>> START Extracted material

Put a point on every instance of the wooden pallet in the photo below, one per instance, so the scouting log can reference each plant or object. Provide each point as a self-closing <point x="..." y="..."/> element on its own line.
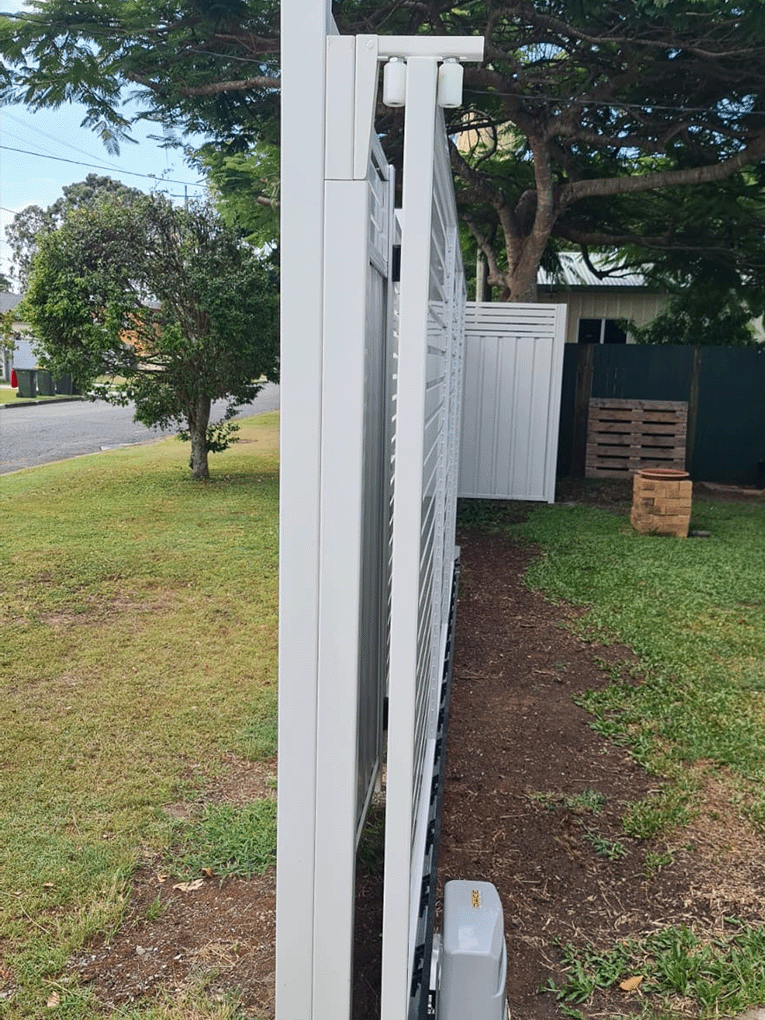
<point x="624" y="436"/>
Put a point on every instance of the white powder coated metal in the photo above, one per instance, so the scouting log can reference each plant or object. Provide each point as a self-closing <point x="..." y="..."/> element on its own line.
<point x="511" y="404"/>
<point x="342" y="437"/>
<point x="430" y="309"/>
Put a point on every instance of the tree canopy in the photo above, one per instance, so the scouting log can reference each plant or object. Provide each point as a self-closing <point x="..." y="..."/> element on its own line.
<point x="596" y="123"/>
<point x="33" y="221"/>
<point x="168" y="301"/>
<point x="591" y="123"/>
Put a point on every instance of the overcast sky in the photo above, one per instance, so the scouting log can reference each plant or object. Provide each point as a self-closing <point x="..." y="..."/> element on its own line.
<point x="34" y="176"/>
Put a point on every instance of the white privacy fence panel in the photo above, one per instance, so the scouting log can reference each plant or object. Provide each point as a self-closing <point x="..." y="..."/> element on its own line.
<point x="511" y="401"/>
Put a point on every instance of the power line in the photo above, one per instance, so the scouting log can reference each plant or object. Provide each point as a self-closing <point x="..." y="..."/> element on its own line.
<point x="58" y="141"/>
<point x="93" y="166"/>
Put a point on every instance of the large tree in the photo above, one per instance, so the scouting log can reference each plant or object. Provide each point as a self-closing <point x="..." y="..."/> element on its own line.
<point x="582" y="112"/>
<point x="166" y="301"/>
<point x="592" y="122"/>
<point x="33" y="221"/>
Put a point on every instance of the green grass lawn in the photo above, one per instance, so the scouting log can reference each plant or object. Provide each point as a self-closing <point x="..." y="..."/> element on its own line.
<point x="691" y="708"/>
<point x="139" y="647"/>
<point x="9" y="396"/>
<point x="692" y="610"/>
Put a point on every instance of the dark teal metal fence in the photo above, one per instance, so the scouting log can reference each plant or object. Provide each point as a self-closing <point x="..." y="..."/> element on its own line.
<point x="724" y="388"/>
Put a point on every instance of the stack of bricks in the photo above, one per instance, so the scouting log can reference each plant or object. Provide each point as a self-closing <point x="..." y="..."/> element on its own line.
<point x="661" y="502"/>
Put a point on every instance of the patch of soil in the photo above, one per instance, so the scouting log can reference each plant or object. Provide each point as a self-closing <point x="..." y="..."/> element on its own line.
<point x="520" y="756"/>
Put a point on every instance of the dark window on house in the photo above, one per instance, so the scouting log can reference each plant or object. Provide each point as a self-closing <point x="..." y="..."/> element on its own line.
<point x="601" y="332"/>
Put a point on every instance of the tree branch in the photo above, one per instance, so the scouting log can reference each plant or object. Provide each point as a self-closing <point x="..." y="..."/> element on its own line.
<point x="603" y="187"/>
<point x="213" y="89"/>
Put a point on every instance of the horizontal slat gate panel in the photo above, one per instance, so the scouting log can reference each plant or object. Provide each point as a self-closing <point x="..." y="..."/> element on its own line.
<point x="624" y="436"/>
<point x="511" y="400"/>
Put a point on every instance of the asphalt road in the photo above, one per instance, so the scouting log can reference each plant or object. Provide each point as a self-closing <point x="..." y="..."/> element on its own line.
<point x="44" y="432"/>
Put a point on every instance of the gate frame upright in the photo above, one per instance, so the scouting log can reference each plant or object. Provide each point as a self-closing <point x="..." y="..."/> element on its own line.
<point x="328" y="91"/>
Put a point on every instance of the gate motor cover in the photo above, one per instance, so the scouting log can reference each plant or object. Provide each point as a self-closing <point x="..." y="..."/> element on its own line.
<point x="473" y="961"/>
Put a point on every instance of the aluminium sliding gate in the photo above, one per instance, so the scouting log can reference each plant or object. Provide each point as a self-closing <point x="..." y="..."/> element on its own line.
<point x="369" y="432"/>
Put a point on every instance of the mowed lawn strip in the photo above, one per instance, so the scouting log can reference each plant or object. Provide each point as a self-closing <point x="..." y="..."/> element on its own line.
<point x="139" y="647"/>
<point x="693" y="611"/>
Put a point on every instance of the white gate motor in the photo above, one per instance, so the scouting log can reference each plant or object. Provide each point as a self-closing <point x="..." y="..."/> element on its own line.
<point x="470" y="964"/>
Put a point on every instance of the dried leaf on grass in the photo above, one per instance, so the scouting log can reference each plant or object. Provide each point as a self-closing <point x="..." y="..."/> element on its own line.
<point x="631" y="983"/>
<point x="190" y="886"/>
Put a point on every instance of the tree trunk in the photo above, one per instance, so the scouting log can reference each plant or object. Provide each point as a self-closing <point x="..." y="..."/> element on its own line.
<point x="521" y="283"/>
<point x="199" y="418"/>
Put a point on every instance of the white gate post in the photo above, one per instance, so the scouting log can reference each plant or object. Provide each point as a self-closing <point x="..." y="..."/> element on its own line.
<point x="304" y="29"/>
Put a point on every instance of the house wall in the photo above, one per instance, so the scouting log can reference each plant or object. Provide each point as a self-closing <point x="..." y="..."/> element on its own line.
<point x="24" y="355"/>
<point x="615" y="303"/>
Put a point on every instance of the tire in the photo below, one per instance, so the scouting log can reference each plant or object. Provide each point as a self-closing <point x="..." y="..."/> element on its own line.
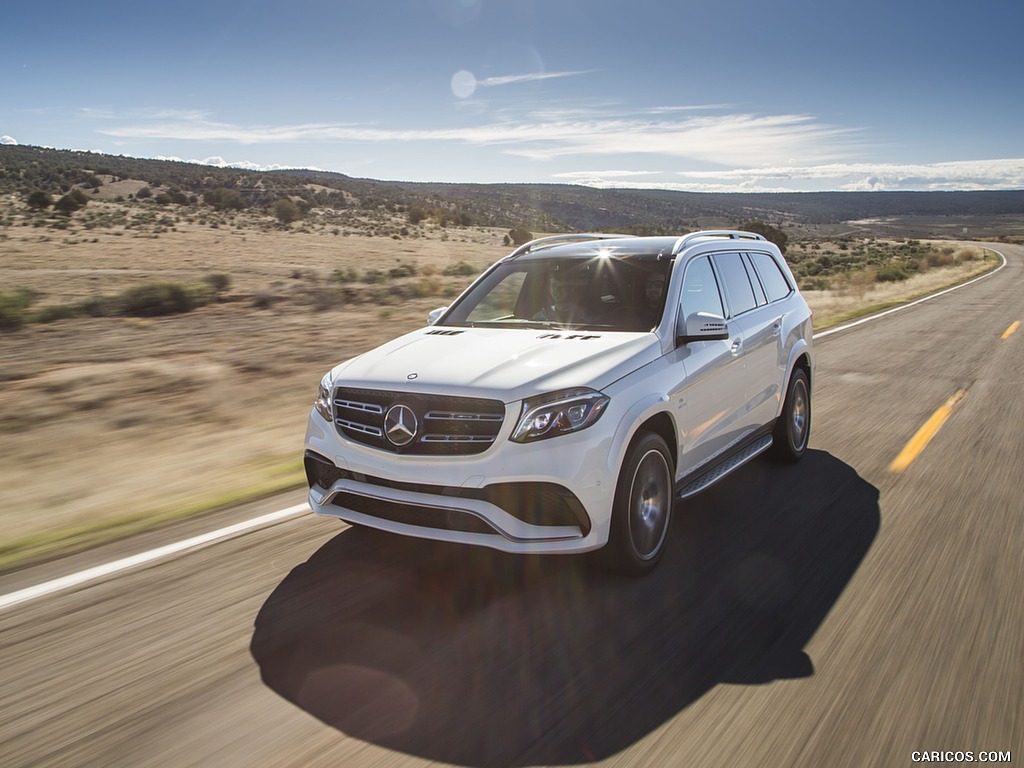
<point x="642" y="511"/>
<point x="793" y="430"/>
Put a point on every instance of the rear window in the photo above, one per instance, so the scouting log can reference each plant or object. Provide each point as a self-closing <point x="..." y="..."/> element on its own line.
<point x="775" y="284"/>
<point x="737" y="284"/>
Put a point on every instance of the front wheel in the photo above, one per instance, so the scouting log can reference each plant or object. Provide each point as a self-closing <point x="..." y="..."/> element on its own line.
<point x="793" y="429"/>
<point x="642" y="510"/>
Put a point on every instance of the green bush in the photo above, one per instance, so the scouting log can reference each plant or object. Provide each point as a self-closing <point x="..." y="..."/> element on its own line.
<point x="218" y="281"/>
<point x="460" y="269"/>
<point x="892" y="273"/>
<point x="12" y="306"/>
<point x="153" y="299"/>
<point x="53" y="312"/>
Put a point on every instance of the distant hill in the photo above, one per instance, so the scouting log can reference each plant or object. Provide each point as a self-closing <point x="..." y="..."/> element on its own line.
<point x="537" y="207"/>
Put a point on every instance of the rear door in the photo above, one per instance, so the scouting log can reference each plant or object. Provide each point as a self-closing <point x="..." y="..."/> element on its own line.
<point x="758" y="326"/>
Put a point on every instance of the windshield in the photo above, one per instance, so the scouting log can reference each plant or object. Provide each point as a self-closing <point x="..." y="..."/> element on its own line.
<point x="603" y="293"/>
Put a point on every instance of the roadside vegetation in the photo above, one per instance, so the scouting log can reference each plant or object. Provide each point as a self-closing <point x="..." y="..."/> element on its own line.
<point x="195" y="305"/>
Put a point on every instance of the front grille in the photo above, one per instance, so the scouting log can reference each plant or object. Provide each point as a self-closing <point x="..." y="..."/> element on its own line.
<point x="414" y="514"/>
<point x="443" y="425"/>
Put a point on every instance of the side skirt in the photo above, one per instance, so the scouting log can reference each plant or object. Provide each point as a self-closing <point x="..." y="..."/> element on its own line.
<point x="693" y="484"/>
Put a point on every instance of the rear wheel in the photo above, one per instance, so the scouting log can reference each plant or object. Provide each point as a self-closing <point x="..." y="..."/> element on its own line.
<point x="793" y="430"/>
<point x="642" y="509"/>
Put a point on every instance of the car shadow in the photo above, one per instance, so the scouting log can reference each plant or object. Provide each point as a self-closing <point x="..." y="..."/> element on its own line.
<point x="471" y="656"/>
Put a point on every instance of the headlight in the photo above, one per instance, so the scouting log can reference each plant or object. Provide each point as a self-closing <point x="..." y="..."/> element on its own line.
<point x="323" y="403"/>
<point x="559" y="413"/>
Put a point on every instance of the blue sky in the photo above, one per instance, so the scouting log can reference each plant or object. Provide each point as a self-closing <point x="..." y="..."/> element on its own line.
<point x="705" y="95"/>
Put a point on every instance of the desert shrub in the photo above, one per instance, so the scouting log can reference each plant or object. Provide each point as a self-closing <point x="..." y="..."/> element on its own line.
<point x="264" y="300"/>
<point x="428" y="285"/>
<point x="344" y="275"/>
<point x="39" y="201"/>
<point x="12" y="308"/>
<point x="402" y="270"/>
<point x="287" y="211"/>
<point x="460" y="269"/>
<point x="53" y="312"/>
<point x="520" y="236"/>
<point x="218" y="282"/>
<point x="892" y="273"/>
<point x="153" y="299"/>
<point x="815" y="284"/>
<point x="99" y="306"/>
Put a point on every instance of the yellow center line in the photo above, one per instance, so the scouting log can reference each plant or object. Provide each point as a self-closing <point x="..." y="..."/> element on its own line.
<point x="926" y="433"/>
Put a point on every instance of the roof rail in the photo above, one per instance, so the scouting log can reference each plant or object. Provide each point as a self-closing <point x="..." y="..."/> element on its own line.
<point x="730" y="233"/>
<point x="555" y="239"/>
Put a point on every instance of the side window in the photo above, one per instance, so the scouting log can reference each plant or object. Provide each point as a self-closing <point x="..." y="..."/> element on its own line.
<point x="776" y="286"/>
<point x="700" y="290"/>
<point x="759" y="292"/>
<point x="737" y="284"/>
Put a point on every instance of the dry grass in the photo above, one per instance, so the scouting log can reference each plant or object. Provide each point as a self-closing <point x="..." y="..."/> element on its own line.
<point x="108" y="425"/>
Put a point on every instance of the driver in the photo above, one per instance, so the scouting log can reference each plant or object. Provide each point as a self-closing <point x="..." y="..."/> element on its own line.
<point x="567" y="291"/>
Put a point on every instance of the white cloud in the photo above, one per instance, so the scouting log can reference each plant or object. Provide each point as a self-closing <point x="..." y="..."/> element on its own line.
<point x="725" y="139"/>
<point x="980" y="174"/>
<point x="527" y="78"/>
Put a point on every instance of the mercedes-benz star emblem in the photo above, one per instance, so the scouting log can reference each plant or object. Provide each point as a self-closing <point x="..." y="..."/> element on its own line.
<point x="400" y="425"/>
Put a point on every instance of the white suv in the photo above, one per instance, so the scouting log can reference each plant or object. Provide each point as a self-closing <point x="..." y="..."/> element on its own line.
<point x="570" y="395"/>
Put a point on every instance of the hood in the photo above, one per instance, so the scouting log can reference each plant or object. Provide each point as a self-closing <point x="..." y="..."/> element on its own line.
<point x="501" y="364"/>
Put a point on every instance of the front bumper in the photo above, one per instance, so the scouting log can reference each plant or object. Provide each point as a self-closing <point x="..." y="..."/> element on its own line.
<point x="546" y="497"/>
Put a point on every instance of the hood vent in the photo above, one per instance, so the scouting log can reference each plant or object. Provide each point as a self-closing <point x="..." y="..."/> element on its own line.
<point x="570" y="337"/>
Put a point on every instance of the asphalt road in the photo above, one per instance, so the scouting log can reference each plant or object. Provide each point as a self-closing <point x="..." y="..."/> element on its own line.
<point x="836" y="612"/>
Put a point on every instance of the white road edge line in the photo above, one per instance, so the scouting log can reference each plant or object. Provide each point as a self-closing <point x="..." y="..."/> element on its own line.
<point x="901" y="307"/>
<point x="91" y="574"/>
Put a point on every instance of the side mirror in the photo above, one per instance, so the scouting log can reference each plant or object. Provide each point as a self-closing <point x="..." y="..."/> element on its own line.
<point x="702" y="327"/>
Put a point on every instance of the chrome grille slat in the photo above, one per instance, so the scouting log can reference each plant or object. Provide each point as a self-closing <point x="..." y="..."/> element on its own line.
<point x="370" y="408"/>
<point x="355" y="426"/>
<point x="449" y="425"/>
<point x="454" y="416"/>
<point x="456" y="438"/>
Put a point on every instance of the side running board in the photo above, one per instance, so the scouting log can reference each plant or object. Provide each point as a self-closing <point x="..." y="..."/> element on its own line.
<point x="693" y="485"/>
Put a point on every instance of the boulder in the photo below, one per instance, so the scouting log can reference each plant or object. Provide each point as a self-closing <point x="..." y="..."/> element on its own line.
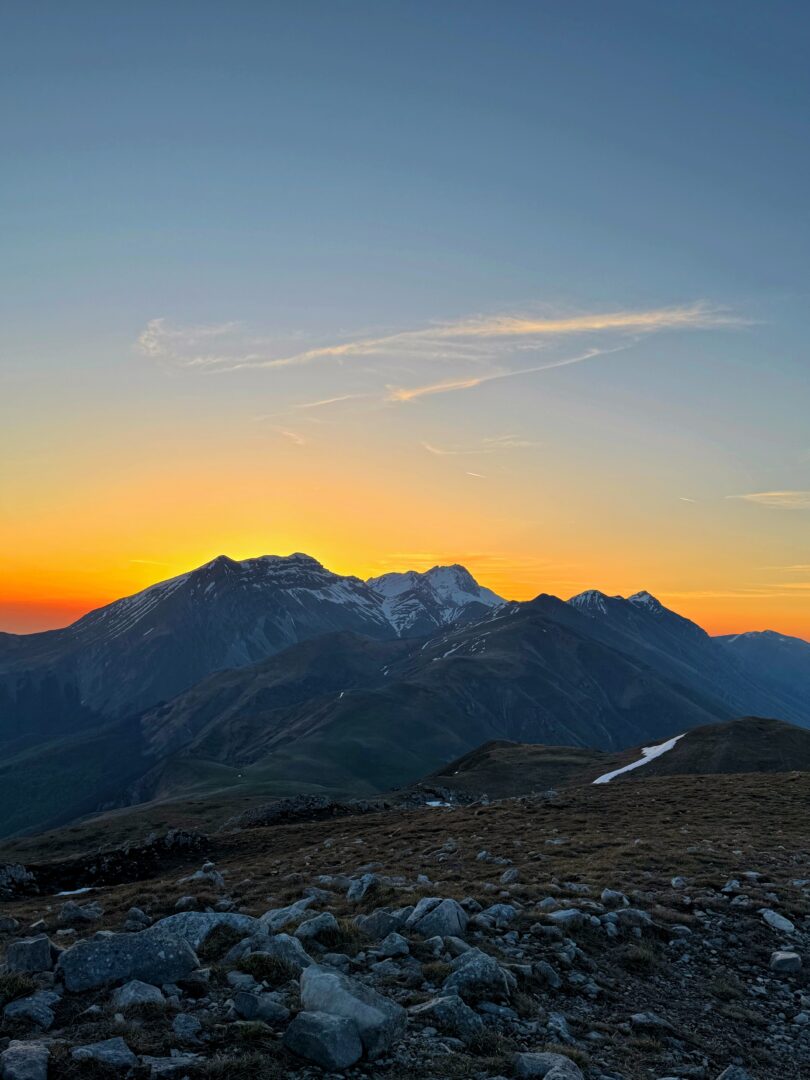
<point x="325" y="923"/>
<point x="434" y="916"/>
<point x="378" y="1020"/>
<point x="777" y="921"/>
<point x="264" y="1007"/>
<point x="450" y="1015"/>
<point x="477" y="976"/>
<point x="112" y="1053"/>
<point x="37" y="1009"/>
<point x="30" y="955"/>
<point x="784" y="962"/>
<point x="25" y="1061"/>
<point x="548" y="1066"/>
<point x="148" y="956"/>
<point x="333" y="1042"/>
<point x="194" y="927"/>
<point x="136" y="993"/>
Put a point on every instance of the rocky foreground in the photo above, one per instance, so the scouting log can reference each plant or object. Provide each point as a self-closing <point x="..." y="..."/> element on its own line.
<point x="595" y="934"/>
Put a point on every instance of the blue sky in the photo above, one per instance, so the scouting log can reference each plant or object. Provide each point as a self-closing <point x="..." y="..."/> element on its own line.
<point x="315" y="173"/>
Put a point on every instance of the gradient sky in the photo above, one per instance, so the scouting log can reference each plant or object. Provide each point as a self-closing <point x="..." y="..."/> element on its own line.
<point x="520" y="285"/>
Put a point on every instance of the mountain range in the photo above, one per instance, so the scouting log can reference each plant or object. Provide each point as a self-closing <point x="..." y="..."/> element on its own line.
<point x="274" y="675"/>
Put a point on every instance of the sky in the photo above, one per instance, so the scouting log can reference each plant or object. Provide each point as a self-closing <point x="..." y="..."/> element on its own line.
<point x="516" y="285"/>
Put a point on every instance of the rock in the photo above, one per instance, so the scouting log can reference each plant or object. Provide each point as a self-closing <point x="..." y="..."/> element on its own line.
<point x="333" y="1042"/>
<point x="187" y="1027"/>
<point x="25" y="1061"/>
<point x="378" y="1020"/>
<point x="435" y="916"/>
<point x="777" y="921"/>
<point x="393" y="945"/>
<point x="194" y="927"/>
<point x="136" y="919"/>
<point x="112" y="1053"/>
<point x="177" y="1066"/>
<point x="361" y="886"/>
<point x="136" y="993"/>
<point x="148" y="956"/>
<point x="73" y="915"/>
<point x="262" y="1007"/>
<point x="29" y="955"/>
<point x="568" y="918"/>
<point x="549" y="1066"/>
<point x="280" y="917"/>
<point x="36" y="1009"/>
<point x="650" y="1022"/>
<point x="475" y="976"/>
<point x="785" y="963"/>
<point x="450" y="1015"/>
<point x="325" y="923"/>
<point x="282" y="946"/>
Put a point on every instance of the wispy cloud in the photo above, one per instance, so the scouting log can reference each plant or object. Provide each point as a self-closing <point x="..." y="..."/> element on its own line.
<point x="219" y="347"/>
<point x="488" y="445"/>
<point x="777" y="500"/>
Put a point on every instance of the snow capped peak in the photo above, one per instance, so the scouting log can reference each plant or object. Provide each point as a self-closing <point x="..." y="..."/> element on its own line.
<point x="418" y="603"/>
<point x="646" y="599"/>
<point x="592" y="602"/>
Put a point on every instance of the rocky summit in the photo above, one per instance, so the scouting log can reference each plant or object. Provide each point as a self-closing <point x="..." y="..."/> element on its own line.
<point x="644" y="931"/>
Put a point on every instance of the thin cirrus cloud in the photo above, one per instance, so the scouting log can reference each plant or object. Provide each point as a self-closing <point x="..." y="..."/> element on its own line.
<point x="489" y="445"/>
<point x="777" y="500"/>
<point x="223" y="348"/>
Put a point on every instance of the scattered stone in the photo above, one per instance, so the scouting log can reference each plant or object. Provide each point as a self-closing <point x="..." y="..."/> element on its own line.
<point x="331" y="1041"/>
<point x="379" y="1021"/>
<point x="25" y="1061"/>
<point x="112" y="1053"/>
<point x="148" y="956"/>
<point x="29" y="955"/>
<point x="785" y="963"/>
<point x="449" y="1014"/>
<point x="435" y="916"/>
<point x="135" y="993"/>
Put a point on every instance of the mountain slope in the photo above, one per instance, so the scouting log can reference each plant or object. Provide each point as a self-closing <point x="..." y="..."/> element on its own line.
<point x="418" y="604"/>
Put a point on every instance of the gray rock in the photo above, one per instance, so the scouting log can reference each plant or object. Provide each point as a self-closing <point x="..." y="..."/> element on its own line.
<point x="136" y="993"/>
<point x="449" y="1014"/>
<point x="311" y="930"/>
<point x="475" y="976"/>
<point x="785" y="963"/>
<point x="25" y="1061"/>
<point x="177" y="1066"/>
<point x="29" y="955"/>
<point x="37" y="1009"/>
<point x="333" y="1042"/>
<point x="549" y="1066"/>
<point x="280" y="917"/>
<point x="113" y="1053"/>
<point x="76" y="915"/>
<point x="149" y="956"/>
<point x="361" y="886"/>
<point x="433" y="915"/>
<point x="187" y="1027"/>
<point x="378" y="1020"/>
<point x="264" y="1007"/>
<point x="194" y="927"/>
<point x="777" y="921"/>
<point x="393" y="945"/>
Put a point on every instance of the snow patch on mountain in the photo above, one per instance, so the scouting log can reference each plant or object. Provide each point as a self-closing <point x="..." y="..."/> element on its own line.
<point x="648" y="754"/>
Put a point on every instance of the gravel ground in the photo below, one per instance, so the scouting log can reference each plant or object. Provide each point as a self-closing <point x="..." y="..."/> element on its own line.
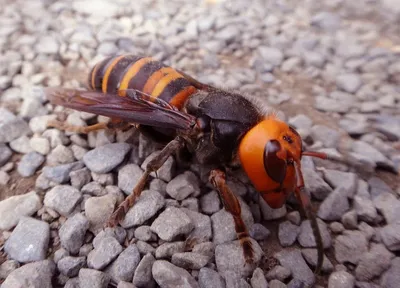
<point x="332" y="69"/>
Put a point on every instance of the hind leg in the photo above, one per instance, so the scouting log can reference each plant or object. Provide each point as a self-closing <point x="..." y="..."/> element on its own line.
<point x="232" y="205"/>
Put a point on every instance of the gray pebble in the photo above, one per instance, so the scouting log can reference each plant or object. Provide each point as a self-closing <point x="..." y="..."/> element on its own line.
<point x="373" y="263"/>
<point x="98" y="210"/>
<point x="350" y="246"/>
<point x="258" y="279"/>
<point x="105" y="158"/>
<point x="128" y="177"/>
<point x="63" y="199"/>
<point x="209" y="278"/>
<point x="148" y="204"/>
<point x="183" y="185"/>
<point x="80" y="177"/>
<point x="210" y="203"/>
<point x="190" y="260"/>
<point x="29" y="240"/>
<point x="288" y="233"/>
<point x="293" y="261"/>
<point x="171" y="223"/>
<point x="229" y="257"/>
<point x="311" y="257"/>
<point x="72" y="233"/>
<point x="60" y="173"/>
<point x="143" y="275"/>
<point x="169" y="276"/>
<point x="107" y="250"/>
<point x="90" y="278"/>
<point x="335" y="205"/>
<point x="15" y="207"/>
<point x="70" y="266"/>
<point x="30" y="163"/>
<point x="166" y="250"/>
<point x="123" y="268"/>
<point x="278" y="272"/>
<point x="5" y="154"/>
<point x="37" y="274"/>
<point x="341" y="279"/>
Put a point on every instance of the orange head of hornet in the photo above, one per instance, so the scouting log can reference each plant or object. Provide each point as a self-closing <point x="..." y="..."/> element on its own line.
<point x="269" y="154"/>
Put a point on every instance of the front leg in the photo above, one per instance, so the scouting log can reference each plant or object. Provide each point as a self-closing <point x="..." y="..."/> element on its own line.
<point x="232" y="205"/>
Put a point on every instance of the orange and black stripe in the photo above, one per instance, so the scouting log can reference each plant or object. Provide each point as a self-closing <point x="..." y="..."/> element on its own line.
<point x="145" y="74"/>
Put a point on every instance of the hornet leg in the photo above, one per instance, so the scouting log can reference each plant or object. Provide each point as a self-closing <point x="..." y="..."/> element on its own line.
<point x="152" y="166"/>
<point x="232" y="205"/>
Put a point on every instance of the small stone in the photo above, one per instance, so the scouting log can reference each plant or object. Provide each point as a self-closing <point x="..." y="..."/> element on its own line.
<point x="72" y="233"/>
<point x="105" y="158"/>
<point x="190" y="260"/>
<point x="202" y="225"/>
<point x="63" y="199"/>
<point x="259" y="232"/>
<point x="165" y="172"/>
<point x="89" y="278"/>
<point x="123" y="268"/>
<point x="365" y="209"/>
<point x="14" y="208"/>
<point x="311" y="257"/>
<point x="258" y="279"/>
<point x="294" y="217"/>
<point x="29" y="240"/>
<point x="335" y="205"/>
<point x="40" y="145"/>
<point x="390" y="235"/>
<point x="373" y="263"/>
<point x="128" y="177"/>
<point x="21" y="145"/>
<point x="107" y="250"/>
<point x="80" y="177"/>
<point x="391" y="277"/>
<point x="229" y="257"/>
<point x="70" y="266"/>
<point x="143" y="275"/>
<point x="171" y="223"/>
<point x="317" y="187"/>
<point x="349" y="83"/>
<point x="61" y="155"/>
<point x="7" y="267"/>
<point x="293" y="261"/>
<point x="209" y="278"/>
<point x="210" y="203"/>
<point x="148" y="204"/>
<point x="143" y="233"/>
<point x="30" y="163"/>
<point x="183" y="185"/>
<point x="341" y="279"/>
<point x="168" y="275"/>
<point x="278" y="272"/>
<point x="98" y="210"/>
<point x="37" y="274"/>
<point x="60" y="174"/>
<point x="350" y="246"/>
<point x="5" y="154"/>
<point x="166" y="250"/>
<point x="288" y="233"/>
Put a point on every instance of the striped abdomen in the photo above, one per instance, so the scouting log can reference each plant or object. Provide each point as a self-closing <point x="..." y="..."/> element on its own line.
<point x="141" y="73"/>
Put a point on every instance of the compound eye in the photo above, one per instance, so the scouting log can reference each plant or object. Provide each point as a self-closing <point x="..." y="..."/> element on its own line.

>> END Extracted material

**Required work:** Through the last line of the entries above, beginning at the line containing "Put a point on every instance of the striped", transcribe each line exactly, both ends included and nothing more.

**Response to this exercise:**
Put a point on every instance of the striped abdomen in the photo above, one per instance, so the scouting log can reference each plant or object. Provide each point as a self-closing <point x="..." y="..."/> element on its own line.
<point x="141" y="73"/>
Put a point on every instance of the compound eye in the photo above, one per instance, so the scouting log can reference each plant or object. Provide each point as a self-closing <point x="..." y="..."/> element on its own line.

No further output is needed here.